SHORT EXERCISE — Copy out exactly each line from the line with "Exercise. Point to the white" through the last line of the material below.

================

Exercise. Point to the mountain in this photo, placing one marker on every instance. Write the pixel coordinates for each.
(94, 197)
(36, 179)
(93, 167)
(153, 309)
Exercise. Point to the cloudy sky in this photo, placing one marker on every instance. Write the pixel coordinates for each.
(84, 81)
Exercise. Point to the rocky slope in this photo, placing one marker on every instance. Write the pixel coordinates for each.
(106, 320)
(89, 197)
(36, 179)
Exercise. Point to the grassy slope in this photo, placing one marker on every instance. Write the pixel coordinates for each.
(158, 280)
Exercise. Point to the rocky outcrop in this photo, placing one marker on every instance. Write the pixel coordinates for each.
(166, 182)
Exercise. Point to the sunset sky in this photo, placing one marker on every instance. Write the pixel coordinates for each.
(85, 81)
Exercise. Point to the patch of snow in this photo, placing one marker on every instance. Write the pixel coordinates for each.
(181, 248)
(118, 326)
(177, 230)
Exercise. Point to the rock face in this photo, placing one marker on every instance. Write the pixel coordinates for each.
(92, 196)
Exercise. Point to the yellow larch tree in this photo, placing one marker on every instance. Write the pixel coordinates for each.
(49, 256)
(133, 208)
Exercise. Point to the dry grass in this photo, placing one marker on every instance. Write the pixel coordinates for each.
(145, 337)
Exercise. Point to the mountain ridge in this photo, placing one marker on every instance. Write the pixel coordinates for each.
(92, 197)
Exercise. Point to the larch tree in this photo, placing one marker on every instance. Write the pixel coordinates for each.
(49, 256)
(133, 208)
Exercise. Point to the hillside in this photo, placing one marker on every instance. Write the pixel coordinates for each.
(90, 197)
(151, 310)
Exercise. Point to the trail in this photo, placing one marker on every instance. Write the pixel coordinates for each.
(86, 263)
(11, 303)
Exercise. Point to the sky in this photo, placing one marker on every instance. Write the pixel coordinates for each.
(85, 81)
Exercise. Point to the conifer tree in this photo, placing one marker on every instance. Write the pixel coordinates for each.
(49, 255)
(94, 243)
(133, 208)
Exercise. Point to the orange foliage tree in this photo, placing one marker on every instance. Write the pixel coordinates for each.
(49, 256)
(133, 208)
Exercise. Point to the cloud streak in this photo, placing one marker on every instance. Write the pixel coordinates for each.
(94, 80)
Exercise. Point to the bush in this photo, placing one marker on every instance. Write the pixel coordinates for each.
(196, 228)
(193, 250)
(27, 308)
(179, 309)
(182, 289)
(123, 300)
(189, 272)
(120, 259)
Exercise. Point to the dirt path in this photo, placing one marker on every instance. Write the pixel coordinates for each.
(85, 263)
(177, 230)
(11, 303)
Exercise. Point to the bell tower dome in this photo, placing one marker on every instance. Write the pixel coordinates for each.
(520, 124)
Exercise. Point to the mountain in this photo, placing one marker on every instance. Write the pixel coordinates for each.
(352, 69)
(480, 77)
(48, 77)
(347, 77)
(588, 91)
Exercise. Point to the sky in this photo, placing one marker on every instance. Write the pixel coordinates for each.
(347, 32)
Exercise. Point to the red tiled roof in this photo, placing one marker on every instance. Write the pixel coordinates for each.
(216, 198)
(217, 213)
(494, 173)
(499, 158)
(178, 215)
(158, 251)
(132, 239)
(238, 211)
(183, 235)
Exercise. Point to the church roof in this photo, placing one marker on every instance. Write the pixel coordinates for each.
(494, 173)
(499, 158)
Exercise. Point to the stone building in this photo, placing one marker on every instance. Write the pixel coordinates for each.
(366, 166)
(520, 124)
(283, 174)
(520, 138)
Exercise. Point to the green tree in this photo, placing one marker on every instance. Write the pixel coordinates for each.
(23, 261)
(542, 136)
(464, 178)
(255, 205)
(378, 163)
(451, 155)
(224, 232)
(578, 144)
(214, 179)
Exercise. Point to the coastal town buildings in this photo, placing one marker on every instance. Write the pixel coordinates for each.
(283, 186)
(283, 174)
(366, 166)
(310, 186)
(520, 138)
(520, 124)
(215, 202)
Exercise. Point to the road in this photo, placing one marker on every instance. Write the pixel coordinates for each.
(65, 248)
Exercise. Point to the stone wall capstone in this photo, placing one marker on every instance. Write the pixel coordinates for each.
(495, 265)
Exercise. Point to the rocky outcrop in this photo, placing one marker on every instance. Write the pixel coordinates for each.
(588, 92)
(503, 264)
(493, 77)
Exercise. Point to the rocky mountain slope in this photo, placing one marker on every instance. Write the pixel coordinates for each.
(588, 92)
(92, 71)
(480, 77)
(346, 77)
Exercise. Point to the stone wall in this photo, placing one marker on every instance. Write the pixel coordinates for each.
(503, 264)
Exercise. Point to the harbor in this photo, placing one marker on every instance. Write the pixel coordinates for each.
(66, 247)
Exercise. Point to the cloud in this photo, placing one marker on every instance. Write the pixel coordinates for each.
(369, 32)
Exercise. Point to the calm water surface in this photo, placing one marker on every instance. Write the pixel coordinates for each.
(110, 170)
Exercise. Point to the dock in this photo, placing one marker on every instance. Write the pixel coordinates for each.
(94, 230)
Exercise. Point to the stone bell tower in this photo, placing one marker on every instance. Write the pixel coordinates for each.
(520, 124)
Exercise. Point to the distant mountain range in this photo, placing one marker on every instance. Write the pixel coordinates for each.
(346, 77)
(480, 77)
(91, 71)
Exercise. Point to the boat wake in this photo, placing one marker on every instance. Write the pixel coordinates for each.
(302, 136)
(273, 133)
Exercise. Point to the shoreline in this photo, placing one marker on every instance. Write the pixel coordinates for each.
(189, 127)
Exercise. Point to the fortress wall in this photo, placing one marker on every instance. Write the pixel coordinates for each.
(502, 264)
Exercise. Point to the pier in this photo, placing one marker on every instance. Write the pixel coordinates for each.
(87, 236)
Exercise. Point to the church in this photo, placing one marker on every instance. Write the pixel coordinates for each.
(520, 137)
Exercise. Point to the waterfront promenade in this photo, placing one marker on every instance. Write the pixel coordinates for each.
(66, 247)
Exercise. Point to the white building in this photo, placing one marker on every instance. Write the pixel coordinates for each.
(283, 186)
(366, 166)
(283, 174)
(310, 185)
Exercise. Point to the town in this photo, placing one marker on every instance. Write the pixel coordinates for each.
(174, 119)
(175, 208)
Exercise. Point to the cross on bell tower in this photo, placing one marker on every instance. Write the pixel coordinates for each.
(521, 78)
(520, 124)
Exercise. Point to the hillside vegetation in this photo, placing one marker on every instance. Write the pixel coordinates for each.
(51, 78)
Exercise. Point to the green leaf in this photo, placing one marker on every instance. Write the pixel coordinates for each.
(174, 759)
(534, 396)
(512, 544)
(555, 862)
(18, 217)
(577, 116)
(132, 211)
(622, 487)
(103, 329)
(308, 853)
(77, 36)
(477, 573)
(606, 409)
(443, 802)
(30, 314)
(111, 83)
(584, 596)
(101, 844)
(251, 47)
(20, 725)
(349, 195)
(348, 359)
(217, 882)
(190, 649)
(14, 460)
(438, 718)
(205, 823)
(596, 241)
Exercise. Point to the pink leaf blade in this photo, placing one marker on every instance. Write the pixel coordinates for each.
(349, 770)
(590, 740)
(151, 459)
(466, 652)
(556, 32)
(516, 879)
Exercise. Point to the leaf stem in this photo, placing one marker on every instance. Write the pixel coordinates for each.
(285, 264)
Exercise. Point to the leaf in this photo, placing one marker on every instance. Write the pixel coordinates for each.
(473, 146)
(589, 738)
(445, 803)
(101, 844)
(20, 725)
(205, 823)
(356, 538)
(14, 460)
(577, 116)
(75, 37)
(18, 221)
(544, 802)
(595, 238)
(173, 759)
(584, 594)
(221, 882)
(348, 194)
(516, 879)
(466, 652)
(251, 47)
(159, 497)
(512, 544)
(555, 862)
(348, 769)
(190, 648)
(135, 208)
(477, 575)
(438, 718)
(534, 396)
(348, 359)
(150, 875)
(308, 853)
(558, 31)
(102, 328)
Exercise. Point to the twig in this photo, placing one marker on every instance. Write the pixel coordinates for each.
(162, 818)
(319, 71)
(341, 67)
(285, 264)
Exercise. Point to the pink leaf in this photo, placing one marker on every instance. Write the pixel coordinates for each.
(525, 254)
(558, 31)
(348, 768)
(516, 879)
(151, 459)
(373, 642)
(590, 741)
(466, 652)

================

FULL SOLUTION —
Exercise. Point to the white building in this photo, placing one marker on every instance. Write the pixel coordinates for each.
(283, 186)
(366, 166)
(283, 174)
(310, 185)
Exercise. Point to the town in this photo, placing one marker on every instance. Write the pixel coordinates for each.
(174, 119)
(175, 208)
Exercise. Point to the cross on bell tower in this photo, placing one marker on every instance. Write the pixel coordinates for each.
(521, 78)
(520, 124)
Exercise. Point to the hillside vegetation in this photo, placing one marker on every instance. Write the pixel coordinates for each.
(51, 78)
Exercise. Point to the green leaf in this photo, placing one marker on every instance. Write the pixel coordinates for each.
(174, 759)
(534, 396)
(512, 544)
(555, 862)
(18, 217)
(577, 116)
(132, 211)
(622, 487)
(103, 329)
(308, 853)
(77, 36)
(477, 573)
(606, 409)
(443, 802)
(30, 314)
(111, 83)
(584, 596)
(101, 844)
(251, 47)
(20, 725)
(349, 195)
(348, 359)
(217, 882)
(190, 649)
(14, 460)
(438, 718)
(205, 823)
(596, 241)
Exercise. Point to the pink leaf blade in this photo, placing one marker on every instance. Write the pixel coordinates for each.
(349, 770)
(590, 740)
(151, 459)
(466, 652)
(556, 32)
(516, 879)
Exercise. Point to the leaf stem in this photo, placing one marker on every instance. Write the pixel coordinates for each.
(285, 264)
Exercise. Point to the leaf in this photo, placing one marker on every instance. Write the pixel coordinates for each.
(473, 146)
(589, 738)
(445, 803)
(101, 844)
(20, 725)
(205, 823)
(356, 538)
(14, 460)
(577, 116)
(75, 37)
(18, 221)
(544, 802)
(595, 238)
(173, 759)
(584, 594)
(221, 882)
(348, 194)
(516, 879)
(466, 652)
(251, 47)
(159, 497)
(512, 544)
(555, 862)
(348, 769)
(190, 648)
(135, 208)
(477, 575)
(438, 718)
(534, 396)
(348, 359)
(150, 875)
(308, 853)
(558, 31)
(102, 328)
Exercise. Point to the twig in this photo, placing one marker on every instance. Write the pixel coordinates for each.
(162, 818)
(319, 71)
(341, 67)
(285, 264)
Exercise. Point to the pink leaf in this photo, placing one marker on every instance. Write the pixel coordinates for each.
(525, 254)
(558, 31)
(348, 768)
(516, 879)
(151, 459)
(373, 642)
(590, 741)
(466, 652)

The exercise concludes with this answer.